DATASET ->
..............................
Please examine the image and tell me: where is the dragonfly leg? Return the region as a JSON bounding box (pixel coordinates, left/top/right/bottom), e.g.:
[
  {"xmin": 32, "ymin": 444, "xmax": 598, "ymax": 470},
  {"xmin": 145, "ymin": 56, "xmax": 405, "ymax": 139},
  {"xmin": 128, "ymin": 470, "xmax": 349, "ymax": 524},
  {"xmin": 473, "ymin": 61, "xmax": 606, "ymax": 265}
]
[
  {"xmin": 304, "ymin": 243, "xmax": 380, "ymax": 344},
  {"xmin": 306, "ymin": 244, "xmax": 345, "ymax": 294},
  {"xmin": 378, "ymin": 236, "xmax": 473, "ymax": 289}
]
..............................
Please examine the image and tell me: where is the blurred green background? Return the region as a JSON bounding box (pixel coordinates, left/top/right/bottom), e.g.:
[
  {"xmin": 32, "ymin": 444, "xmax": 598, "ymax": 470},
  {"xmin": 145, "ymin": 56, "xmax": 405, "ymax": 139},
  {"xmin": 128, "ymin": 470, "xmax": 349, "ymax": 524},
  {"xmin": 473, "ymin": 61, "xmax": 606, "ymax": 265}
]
..............................
PROBLEM REQUIREMENTS ->
Single out each line of the records above with the string "JSON" in it, and copy it.

RESULT ->
Please examine the image and tell me: where is the dragonfly leg? Return the region as a JSON bounding box (pixel coordinates, left/top/right/bottom), e.g.:
Please examine the image and tell me: where is the blurred green background? Return the region as a JSON bounding box (pixel coordinates, left/top/right/bottom), e.g.:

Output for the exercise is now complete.